* **Task directions**
Reproduce every entry below precisely; do not include the pictures.

____________

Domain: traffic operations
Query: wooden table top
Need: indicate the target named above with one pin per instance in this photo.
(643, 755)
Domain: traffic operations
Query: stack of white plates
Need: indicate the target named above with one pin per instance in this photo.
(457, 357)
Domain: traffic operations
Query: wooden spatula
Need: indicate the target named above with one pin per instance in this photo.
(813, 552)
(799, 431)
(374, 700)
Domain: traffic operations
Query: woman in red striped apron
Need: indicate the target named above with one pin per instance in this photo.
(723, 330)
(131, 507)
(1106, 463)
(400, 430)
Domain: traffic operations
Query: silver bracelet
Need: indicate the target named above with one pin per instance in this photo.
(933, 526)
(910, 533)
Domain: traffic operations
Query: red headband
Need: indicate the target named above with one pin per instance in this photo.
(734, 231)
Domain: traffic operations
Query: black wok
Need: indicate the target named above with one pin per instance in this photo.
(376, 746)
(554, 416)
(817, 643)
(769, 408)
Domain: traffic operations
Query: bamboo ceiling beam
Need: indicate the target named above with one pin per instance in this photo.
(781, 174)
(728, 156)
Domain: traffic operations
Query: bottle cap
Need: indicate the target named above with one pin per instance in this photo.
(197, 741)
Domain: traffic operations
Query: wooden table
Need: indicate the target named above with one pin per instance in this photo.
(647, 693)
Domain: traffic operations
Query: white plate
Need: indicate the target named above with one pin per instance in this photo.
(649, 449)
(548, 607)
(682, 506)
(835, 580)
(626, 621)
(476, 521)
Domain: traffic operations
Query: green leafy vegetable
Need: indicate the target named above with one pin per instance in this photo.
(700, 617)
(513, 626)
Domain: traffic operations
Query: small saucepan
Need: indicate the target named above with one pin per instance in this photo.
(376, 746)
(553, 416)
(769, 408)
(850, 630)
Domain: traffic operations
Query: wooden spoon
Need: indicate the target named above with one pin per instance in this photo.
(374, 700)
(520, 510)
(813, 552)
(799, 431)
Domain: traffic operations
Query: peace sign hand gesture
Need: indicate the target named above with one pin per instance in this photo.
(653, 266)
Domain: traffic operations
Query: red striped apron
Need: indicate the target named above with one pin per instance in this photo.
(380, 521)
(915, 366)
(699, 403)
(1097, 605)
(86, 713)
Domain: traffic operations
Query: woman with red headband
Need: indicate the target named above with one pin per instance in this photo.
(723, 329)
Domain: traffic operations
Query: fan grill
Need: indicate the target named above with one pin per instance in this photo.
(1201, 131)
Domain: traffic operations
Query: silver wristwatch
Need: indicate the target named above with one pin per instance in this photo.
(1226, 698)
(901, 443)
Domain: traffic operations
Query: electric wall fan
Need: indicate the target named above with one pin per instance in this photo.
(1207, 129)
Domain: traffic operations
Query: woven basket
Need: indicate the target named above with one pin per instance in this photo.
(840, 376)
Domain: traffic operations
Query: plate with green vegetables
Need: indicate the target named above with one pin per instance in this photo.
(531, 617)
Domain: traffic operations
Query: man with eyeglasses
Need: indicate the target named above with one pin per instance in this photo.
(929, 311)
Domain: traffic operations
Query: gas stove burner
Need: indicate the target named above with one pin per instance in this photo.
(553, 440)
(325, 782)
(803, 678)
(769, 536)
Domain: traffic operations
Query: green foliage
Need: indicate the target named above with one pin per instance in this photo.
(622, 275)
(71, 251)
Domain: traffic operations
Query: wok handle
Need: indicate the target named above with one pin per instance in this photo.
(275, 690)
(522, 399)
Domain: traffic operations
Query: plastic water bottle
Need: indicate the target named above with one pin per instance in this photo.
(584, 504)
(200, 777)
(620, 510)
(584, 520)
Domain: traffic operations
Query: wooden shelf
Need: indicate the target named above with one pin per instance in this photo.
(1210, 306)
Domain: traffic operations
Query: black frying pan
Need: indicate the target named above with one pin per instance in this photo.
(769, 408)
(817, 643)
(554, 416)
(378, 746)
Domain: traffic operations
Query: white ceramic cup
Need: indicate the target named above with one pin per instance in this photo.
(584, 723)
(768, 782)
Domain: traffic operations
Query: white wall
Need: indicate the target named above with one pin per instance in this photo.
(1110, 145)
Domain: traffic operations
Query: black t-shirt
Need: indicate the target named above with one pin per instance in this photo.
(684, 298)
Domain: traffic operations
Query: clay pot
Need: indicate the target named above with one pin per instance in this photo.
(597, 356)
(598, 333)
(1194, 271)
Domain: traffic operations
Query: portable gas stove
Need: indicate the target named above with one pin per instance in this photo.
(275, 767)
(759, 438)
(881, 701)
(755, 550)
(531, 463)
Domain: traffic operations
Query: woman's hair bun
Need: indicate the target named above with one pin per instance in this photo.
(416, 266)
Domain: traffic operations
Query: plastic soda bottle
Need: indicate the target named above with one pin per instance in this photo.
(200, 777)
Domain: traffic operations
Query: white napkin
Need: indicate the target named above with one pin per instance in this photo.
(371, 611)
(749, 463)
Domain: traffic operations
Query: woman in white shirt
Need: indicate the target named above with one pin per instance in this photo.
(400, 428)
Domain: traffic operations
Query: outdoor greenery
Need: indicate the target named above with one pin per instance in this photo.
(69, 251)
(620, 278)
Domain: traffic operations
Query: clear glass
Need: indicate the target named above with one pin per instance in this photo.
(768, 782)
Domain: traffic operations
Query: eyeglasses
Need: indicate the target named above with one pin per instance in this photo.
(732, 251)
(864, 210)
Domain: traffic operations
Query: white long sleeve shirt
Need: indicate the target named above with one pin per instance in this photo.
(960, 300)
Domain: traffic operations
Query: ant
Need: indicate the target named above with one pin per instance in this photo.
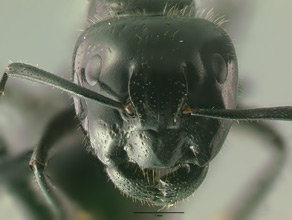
(155, 90)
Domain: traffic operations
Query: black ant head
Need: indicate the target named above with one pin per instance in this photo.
(157, 67)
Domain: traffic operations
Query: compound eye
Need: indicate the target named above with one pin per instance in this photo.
(129, 109)
(219, 67)
(93, 69)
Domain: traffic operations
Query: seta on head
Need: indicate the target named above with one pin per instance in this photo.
(157, 66)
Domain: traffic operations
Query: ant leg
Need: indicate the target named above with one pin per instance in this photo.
(247, 202)
(16, 176)
(57, 128)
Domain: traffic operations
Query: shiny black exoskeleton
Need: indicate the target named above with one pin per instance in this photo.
(158, 58)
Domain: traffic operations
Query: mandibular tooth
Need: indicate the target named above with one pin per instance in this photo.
(195, 152)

____________

* **The solution**
Domain: traffic operations
Query: wooden table top
Need: indicate the target named above with one pin per instance in this photo.
(643, 755)
Domain: traffic operations
Query: stack of white plates
Need: indicate the target named above with one pin per instance in this photo.
(457, 357)
Domain: traffic operations
Query: wooden spatula
Need: indicate the target named above with one pin per instance in this photo.
(813, 552)
(799, 431)
(374, 700)
Domain: traffic operations
Query: woman in red striped apron
Need: indicate the target named above with one pin per instance in this photo.
(723, 330)
(131, 507)
(1106, 463)
(400, 430)
Domain: traffic operations
Query: silver bracelet
Need: indicate the target named above with one pin per instance in this photo.
(933, 526)
(910, 533)
Domain: traffic operations
Query: red headband
Need: indicate the target named above with one pin per instance in this photo.
(734, 231)
Domain: traffic operations
Query: black wok
Need: indicate the target named above with one pin per instance in this photo.
(376, 746)
(554, 416)
(817, 643)
(769, 408)
Domain: traffic operations
Query: bamboo ceiling beam
Need: indicate the target named above with one pin per instance in this photo.
(781, 174)
(728, 156)
Domain: traffic operations
Query: bottle cap
Need: indicate the target named above with one pin per instance in this photo.
(197, 741)
Domain: traffic operations
Query: wooden table
Need: indicate the target named above with one pin per instance in this photo.
(647, 693)
Domain: traffic operations
Query: white plate
Need: indicate the target named above with one pin per instance in this photo.
(649, 449)
(548, 607)
(682, 506)
(835, 580)
(626, 621)
(476, 521)
Domain: traffic operations
Query: green leafy vegetable
Need: indicate the target named above with one pin per instance in this photo.
(700, 617)
(513, 626)
Domain: traffic operations
Query: small saucepan
Need: indicate the target named above with one pin per instance in this photo.
(376, 746)
(553, 416)
(769, 408)
(850, 630)
Domain: traffic operations
Query: wooden spoon
Need: indicate the target named above with one pin per instance in this photo.
(374, 700)
(520, 510)
(813, 552)
(799, 431)
Domain: traffic operations
Query: peace sign hand gesture
Need: indicate the target named above with one pin per instance in this photo.
(653, 266)
Domain: traffic operations
Query: red striped apron
Need: indicate the target named above with one pin per instance in this photo.
(380, 521)
(915, 366)
(699, 403)
(1097, 605)
(86, 713)
Domain: traffic operations
Query: woman with red headband
Need: indicate the target named above with one pin per instance in this photo.
(723, 329)
Domain: traffic operations
Query: fan grill
Need: indicate the target named above with one pin per instance in this photo.
(1201, 131)
Domain: traffic operations
Query: silver wristwatch
Need: indicate the target named above with one pin per instance in this photo.
(1226, 698)
(901, 443)
Domain: traffic operations
Query: electric wall fan
Need: indicate the target named above with one pin per instance in this photo.
(1207, 129)
Domain: traffic operations
Query: woven basket
Need: indicate the target named above with one pin per instance in this photo.
(840, 376)
Domain: traffic operations
Query: plate with green vegetables
Need: indicate the target named above with one pin per instance in this photo.
(531, 617)
Domain: traffic operations
Query: man with eyeglasses
Need: indicate the target named above with one pin per instance in this photo.
(929, 311)
Domain: traffic operations
Query: gas stove burner
Need: indicate the target named above with one pin per instance in this photo.
(553, 440)
(325, 782)
(803, 678)
(769, 536)
Domain: traffic operations
Query: green foliage
Need: indicate the target named above with one pin per instance in this photo.
(622, 275)
(71, 251)
Domain: traffic operations
Query: wok handle
Need: indicate the target named above with one pin per instance in this photo.
(275, 690)
(522, 399)
Domain: traffic operations
Query: plastic water bottle
Need: indicate the target named above with one pin per instance in this photo.
(584, 504)
(200, 777)
(620, 510)
(584, 520)
Domain: traffic operations
Query: wooden shelf
Need: indicate the target named above with one pin per instance in this photo.
(1210, 306)
Domain: traffic operations
Query: black frying pan
Need: indicate the target named above with one pin per instance in this photo.
(769, 408)
(817, 643)
(554, 416)
(378, 746)
Domain: traffic operations
Query: white ceramic cup
Need: indicate the target named above with one pin per instance in this photo.
(584, 723)
(768, 782)
Domain: traffic operations
Query: white wall
Need: indicate the target named above with one pin per instance in this photo.
(1110, 145)
Domain: traffic operations
Query: black t-shirt
Need: indicate the target named above with one pin per instance in this photo.
(684, 298)
Domain: traffic operations
Query: clay pot
Need: indicate the target named above with one pin per instance in this photo.
(597, 356)
(598, 333)
(1194, 271)
Domain: traffic operations
Query: portable gas stove
Need: indicate the target named above with one pin per instance in this photo.
(275, 767)
(759, 438)
(881, 701)
(755, 550)
(531, 463)
Domain: traffic operations
Query: woman's hair bun
Need: indicate the target named above with one pin per instance in this photo.
(416, 266)
Domain: traffic operations
Query: plastic soda bottle
Need: indicate the target named above with one pin per instance in this photo.
(200, 777)
Domain: traffic operations
Query: white napkin
Need: indicate the target named above with one pin per instance in this photo.
(371, 611)
(749, 463)
Domain: traffic operations
Query: woman in white shirt
Need: indicate the target named above with one pin per instance in this photo.
(400, 428)
Domain: traffic operations
Query: outdoor greenery
Need: indicate the target named above with one pin per instance in this photo.
(69, 251)
(620, 278)
Domain: traffic operations
Query: clear glass
Need: indicate the target named above with one pin per instance in this photo.
(768, 782)
Domain: traffic operations
Query: eyeglasses
Need: indicate the target named above with one pin per instance in this photo.
(732, 251)
(864, 210)
Domain: traffic operations
Query: white long sleeve shirt
Need: indicate the target named above with one pin per instance in this photo.
(960, 300)
Domain: traffic operations
Query: ant
Need: indicate the target named above with one pin per instance in this photo.
(155, 90)
Domain: traffic operations
Query: black ant head
Need: indicate the target named above with one pin per instance in this photo.
(157, 67)
Domain: traffic operations
Query: compound eye
Need: indicate the target named above with one pin per instance in this photo.
(129, 109)
(219, 67)
(93, 69)
Domain: traffic operations
Query: seta on head
Need: indicate the target named above with one pin per instance in this photo.
(157, 66)
Domain: traffic operations
Query: ant leg
Need: indicate the target named above with one pin per instance in this photo.
(247, 202)
(16, 176)
(57, 128)
Domain: traffic operations
Query: shiny black exoskeleton
Need: indicate the target named above with one pin per instance in this photo.
(158, 58)
Domain: traffic operations
Query: mandibular tooth
Need: indicate the target named above with one pin per instance in this photo.
(195, 152)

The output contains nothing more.